PASSAGE SHOWN:
++++++
During training we print losses and mIoU for 64x64 masks. After the training we additionally plot the loss curves and calculate the final metrics for 256x256 masks.

In [None]:
train_losses = []
val_losses = []
ious = []
fwious = []
best_model_weights = None
best_val_loss = float("inf")
model.to(DEVICE)

for epoch in range(EPOCHS):
    model.train()

    epoch_train_loss = 0.0
    epoch_val_loss = 0.0
    for imgs, masks in train_loader:
        imgs = imgs.to(DEVICE)
        masks = masks.to(DEVICE).float()
        outputs = model(imgs)

        loss = criterion(outputs, masks)
        loss.backward()
        optimizer.step()

        epoch_train_loss += loss.item()

    lr_scheduler.step()

    model.eval()
    iou = 0.0
    fwiou = 0.0
    for imgs, masks in val_loader:
        imgs = imgs.to(DEVICE)
        masks = masks.to(DEVICE).float()
        outputs = model(imgs)
        loss = criterion(outputs, masks)

        preds = torch.argmax(outputs, dim=1).cpu().numpy()
        gt = torch.argmax(masks, dim=1).cpu().numpy()

        iou_scores, class_frequencies, _fwiou = calculate_frequency_weighted_iou(
            gt.flatten(), preds.flatten(), NUM_CLASSES
        )

        epoch_val_loss += loss.item()
        iou += np.mean(iou_scores)
        fwiou += _fwiou

    iou = iou / len(val_loader)
    fwiou = fwiou / len(val_loader)
    epoch_train_loss = epoch_train_loss / len(train_loader)
    epoch_val_loss = epoch_val_loss / len(val_loader)

    print(
        f"[Epoch {epoch + 1} / {EPOCHS}] [train loss: {epoch_train_loss:.3f}] [val loss: {epoch_val_loss:.3f}] [val mIoU: {iou:.3f}] [val fwIoU: {fwiou:.3f}]"
    )

    train_losses.append(epoch_train_loss)
    val_losses.append(epoch_val_loss)
    ious.append(iou)
    fwious.append(fwiou)
    if epoch_val_loss < best_val_loss:
        best_val_loss = epoch_val_loss
        best_model_weights = model.state_dict().copy()

In [None]:
plt.figure(figsize=(14, 5))

plt.subplot(1, 2, 1)
plt.plot(train_losses, label="train", marker="o")
plt.plot(val_losses, label="val", marker="o")
plt.xlabel("epoch")
plt.title("loss")
plt.legend()

plt.subplot(1, 2, 2)
plt.plot(ious, marker="o", label="mean")
plt.plot(fwious, marker="o", label="freq weighted")
plt.xlabel("epoch")
plt.title("IoU")
plt.legend()
plt.show()

# Evaluation of the original FP32 model
Calculate the metrics and visualize the predictions for 256x256 masks.

In [None]:
test_dataset = CityscapesDataset(
    val_filepath, img_transform=img_transform, img_size=(256, 256), mask_size=(256, 256)
)

In [None]:
if os.path.exists("model.pt"):
    model.load_state_dict(torch.load("model.pt", map_location=DEVICE))
else:
    model.load_state_dict(best_model_weights)
    torch.save(model.state_dict(), "model.pt")
model.eval()
++++++
TASKS TO PERFORM:
[a] In the segmentation training notebook, at what mask size are the losses and mIoU printed during training?
[b] Resume the segmentation training notebook after its final line, `model.eval()`.
++++++
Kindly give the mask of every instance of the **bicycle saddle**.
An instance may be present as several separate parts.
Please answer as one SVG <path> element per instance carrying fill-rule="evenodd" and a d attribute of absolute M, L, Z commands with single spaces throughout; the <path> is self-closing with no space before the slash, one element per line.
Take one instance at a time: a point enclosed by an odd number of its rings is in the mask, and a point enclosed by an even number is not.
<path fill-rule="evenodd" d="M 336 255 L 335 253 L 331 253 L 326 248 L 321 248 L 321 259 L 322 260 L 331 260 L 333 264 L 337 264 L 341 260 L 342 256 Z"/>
++++++
ANSWER SET:
[a] 64x64 masks.

[b]
model.to(DEVICE)

In [None]:
def evaluate(model, dataset, verbose=False, device=DEVICE):
    fwIoU = 0.0
    mIoU = 0.0
    model = model.to(device)
    for i in tqdm(range(len(dataset))):
        img, mask = dataset[i]
        out = model(img.unsqueeze(0).to(device))  # 35x64x64
        preds = torch.argmax(out, dim=1)[0]  # 64x64
        preds = preds.view(1, 1, preds.shape[0], preds.shape[1]).float()
        preds = resize_tensor(preds, (256, 256))  # 256x256
        colored_out = test_dataset.mask2color(preds[0, 0, :, :])  # 3x256x256
        colored_gt = test_dataset.mask2color(torch.argmax(mask, dim=0))  # 3x256x256

        preds = preds[0, 0, :, :].cpu().numpy()
        gt = torch.argmax(mask, dim=0).cpu().numpy()

        iou_scores, class_frequencies, fwiou = calculate_frequency_weighted_iou(
            gt.flatten(), preds.flatten(), NUM_CLASSES
        )

        mIoU += np.mean(iou_scores)
        fwIoU += fwiou

        if verbose and i % 50 == 0:
            show_tensor_images(img, colored_gt, colored_out)

    fwIoU = fwIoU / len(dataset)
    mIoU = mIoU / len(dataset)

    return mIoU, fwIoU

In [None]:
print("Evaluation of the original FP32 model ...")
mIoU, fwIoU = evaluate(model.to(DEVICE), test_dataset, verbose=True, device=DEVICE)
print(f"Validation mIoU: {mIoU:.2f}")
print(f"Validation Frequence Weighted IoU: {fwIoU:.2f}")

# Quantization

In [None]:
%pip install git+https://github.com/alibaba/TinyNeuralNetwork.git

In [None]:
from tinynn.graph.quantization.quantizer import PostQuantizer
from tinynn.util.train_util import AverageMeter
from tinynn.graph.tracer import model_tracer
from tinynn.graph.quantization.algorithm.cross_layer_equalization import (
    cross_layer_equalize,
)
from tinynn.graph.quantization.fake_quantize import set_ptq_fake_quantize

In [None]:
def plot_output_channel(X):
    X = X.detach().cpu()
    C = X.shape[1]
    # Create a figure and a set of subplots
    fig, (ax1, ax2) = plt.subplots(1, 2, figsize=(10, 5))  # 1 row, 2 columns
    ranges = torch.zeros((X.size(1), 2))  # Two columns for min and max
    for i in range(X.size(1)):  # Iterate over channels
        channel_data = X[:, i, :, :].flatten()  # Flatten the spatial dimensions
        ranges[i, 0] = torch.min(channel_data)  # Min value for this channel
        ranges[i, 1] = torch.max(channel_data)  # Max value for this channel

    # Convert the ranges to a format suitable for box plot
    ranges = ranges.numpy()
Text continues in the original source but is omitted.